**Task directions**.
Could you copy every one of the entries below verbatim, changing nothing?

[Point annotation data]
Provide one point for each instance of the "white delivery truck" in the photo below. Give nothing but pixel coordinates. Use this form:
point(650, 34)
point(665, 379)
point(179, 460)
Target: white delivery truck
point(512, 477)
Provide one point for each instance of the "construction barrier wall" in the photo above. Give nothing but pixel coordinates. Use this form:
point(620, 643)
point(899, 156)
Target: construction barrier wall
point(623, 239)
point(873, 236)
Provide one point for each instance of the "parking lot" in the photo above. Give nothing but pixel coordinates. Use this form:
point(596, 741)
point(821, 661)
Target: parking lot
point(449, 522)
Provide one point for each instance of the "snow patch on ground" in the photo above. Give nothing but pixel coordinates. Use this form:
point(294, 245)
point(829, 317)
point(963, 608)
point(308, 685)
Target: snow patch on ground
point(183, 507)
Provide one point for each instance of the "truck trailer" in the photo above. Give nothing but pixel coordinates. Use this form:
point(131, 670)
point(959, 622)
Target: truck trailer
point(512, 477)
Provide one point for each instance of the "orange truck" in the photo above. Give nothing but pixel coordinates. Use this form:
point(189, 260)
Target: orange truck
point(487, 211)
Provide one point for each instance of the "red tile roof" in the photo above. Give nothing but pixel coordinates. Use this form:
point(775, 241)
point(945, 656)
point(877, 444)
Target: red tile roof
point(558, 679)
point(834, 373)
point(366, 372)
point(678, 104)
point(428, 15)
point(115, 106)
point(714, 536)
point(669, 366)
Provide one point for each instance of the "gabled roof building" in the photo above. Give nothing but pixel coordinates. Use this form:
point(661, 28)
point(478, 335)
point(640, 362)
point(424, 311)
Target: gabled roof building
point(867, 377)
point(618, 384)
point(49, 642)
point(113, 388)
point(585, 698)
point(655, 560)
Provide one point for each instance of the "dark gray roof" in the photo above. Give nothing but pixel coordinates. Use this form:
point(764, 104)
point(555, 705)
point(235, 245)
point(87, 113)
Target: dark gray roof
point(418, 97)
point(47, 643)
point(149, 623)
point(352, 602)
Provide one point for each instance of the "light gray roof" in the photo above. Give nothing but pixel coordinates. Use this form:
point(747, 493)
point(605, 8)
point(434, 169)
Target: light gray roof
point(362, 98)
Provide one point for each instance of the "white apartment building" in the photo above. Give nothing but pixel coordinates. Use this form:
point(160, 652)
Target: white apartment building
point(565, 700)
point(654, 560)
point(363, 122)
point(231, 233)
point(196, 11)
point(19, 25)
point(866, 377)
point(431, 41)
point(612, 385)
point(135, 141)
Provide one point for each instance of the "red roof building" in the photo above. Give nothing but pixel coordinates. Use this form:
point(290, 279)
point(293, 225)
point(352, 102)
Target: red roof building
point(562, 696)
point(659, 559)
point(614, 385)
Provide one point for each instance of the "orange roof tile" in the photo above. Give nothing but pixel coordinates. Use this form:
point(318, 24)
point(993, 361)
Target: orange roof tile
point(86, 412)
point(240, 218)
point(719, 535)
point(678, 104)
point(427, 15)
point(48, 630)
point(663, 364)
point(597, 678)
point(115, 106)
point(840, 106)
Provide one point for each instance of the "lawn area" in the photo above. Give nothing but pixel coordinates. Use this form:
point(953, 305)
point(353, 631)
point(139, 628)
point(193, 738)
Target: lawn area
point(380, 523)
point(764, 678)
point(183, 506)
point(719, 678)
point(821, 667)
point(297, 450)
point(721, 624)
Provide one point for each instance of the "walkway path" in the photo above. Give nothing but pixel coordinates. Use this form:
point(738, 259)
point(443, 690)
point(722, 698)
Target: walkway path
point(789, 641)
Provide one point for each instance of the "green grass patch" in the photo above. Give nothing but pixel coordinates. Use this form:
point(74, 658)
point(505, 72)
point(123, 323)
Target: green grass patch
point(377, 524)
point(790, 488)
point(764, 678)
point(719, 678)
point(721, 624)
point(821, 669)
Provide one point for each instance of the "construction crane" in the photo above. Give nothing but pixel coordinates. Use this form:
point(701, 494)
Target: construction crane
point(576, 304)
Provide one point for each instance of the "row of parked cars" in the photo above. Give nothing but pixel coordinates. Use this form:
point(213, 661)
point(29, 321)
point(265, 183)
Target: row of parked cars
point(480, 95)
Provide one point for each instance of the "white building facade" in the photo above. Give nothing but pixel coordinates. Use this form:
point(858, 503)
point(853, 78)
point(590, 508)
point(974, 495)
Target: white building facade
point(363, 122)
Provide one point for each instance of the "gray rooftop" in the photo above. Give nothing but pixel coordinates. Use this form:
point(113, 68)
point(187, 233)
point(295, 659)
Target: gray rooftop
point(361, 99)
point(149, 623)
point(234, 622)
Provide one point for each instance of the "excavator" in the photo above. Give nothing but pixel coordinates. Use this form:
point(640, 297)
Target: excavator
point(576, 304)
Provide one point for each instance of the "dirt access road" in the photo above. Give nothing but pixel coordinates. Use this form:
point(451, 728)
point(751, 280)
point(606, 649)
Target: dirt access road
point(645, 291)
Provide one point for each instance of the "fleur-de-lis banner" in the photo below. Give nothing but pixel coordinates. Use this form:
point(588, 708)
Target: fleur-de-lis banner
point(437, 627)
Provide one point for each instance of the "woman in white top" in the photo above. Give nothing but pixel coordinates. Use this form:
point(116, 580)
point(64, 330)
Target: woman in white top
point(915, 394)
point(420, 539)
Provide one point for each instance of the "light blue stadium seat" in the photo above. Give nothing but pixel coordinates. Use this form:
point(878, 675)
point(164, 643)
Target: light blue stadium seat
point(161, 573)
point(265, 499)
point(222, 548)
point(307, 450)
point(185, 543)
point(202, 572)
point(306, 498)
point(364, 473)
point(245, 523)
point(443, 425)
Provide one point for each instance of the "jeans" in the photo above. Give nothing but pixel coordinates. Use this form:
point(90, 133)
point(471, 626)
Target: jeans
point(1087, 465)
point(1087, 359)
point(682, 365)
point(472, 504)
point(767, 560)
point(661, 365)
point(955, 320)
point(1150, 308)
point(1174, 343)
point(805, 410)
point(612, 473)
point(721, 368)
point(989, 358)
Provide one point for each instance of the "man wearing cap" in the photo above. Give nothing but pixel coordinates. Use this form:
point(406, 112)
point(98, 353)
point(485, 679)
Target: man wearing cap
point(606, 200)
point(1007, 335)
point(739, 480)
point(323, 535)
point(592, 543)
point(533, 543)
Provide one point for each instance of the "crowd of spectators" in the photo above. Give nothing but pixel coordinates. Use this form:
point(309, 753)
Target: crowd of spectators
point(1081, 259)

**Completed task**.
Provide one point for each instance of the "white delivery truck" in the photo below. Give nothing but pixel coordinates. Use this form:
point(650, 34)
point(665, 379)
point(179, 460)
Target: white delivery truck
point(512, 477)
Provide one point for each instance of the "construction barrier wall" in the photo above. Give nothing but pixel coordinates. Use this form:
point(620, 643)
point(899, 156)
Target: construction barrier wall
point(623, 239)
point(873, 236)
Provide one point for each instance of the "parking lot" in the photo above. Give nothing but pixel coordinates. Use this form:
point(596, 741)
point(821, 661)
Target: parking lot
point(449, 522)
Provide one point for each instance of the "snow patch on ground" in the photo above. Give nothing but pixel coordinates. Use this form:
point(294, 245)
point(829, 317)
point(963, 608)
point(308, 685)
Target: snow patch on ground
point(183, 507)
Provide one point for each instance of the "truck trailer" in the photo above. Give nothing but pixel coordinates. Use this form:
point(131, 670)
point(959, 622)
Target: truck trailer
point(512, 477)
Provide one point for each instance of the "orange truck" in the photo above. Give nothing but pixel coordinates. Use this form:
point(189, 260)
Target: orange truck
point(487, 211)
Provide one point for each instance of the "red tile roof" in the photo above. Give nothing but pixel coordinates. Use this form:
point(775, 241)
point(945, 656)
point(877, 444)
Target: red tile roof
point(558, 679)
point(834, 373)
point(366, 372)
point(678, 104)
point(428, 15)
point(115, 106)
point(714, 536)
point(669, 366)
Provide one point for each instance of the "gabled roof building" in the photo above. Give nothing but pixel coordinates. Use this form:
point(661, 28)
point(478, 335)
point(640, 362)
point(424, 311)
Target: gabled roof building
point(867, 377)
point(618, 384)
point(49, 642)
point(113, 388)
point(585, 698)
point(655, 560)
Provide one point for each instance of the "dark gray roof" in the photo above. Give nothing but pixel coordinates. Use this form:
point(764, 104)
point(555, 705)
point(235, 245)
point(87, 113)
Target: dark gray roof
point(418, 97)
point(47, 643)
point(149, 623)
point(352, 602)
Provide one point for each instance of the "light gray roof" in the photo above. Give nothing but pixel coordinates. Use this form:
point(747, 493)
point(605, 8)
point(434, 169)
Target: light gray roof
point(362, 98)
Provide one point for each instance of the "white apartment building" in the photo above. Give nothing but pixel coordinates. Use this form:
point(160, 652)
Target: white apartment building
point(565, 700)
point(654, 560)
point(363, 122)
point(231, 233)
point(196, 11)
point(19, 25)
point(866, 377)
point(431, 41)
point(612, 385)
point(135, 141)
Provide one point for each instance of the "red roof building" in the photo above. Give nothing but pixel coordinates. Use this form:
point(290, 279)
point(293, 225)
point(352, 102)
Target: red roof building
point(562, 696)
point(659, 559)
point(614, 385)
Provide one point for each instance of the "orange roof tile" in the photo above. Give nothing but pixel coordinates. Use this form:
point(318, 24)
point(993, 361)
Target: orange roof tile
point(86, 412)
point(240, 218)
point(719, 535)
point(678, 104)
point(427, 15)
point(48, 630)
point(663, 364)
point(597, 678)
point(115, 106)
point(840, 106)
Provide one point for each instance of the "lawn area" in the photo above. Give nothing but pixel coordinates. Use this form:
point(953, 305)
point(353, 631)
point(139, 628)
point(193, 738)
Target: lawn area
point(380, 523)
point(764, 678)
point(183, 506)
point(719, 678)
point(821, 667)
point(297, 450)
point(721, 624)
Provide one point for each instance of the "walkway path" in the photo above. Give nothing but pixel coordinates. Use this form:
point(738, 259)
point(443, 690)
point(722, 698)
Target: walkway path
point(789, 641)
Provide one point for each instance of the "green grass patch" in the photo above. Give nothing but pixel coordinates. Use this form:
point(74, 658)
point(505, 72)
point(123, 323)
Target: green grass patch
point(377, 524)
point(790, 488)
point(764, 678)
point(719, 678)
point(721, 624)
point(821, 669)
Provide one point for each instance of the "construction crane" in the photo above. Give nothing but pixel coordinates. Use this form:
point(701, 494)
Target: construction crane
point(576, 304)
Provide one point for each instance of the "row of parked cars" in the photo above. Give nothing but pixel coordinates. Use this form:
point(213, 661)
point(29, 321)
point(265, 183)
Target: row of parked cars
point(480, 95)
Provide one point for each instance of the "white building facade" in the photo above. Give nothing but pixel coordinates. Use this form:
point(858, 503)
point(853, 78)
point(590, 508)
point(974, 495)
Target: white building facade
point(363, 122)
Provide one point for each instance of the "gray rooftop" in the photo above. Give nothing but pixel coordinates. Use this form:
point(113, 68)
point(187, 233)
point(295, 659)
Target: gray rooftop
point(361, 99)
point(149, 623)
point(234, 622)
Provide one point for each instance of the "excavator" in the photo above. Give nothing but pixel coordinates. Use this form:
point(640, 297)
Target: excavator
point(576, 304)
Provide one point for each instance of the "dirt access road" in the photo above. Give nothing but pixel coordinates. Use this form:
point(451, 728)
point(751, 280)
point(606, 649)
Target: dirt access road
point(645, 291)
Provide one point for each instance of the "fleur-de-lis banner" in the photo below. Give nothing but pixel coordinates. Use this form:
point(588, 708)
Target: fleur-de-lis banner
point(437, 627)
Provide one point for each instance of the "woman in white top" in the photo above. Give nothing but pixel coordinates. Use this form:
point(116, 580)
point(64, 330)
Target: woman in white top
point(915, 394)
point(420, 539)
Provide one point for each instance of the "light blue stadium seat" in the photo above. Give nothing but pixel coordinates. Use this form:
point(878, 675)
point(164, 643)
Target: light blue stadium seat
point(161, 573)
point(265, 499)
point(222, 548)
point(307, 450)
point(185, 543)
point(202, 572)
point(306, 498)
point(364, 473)
point(245, 523)
point(443, 425)
Provide one point for each instance of the "jeans" in the photo above. Give nothing but pixel coordinates. Use this form:
point(90, 133)
point(471, 626)
Target: jeans
point(1087, 465)
point(1087, 359)
point(682, 365)
point(472, 504)
point(767, 560)
point(661, 365)
point(955, 320)
point(1150, 308)
point(1174, 343)
point(805, 410)
point(612, 473)
point(721, 368)
point(989, 358)
Provide one point for each instance of the "man wearing cap" in the photo above. Give nothing but pixel coordinates. Use this form:
point(406, 112)
point(98, 353)
point(485, 679)
Target: man wearing cap
point(606, 200)
point(1007, 335)
point(739, 480)
point(323, 535)
point(592, 543)
point(533, 543)
Provide one point for each instance of the "crowd of spectators" in the photo above. Give nothing but pixel coordinates. Use this form:
point(309, 753)
Target: crowd of spectators
point(1081, 259)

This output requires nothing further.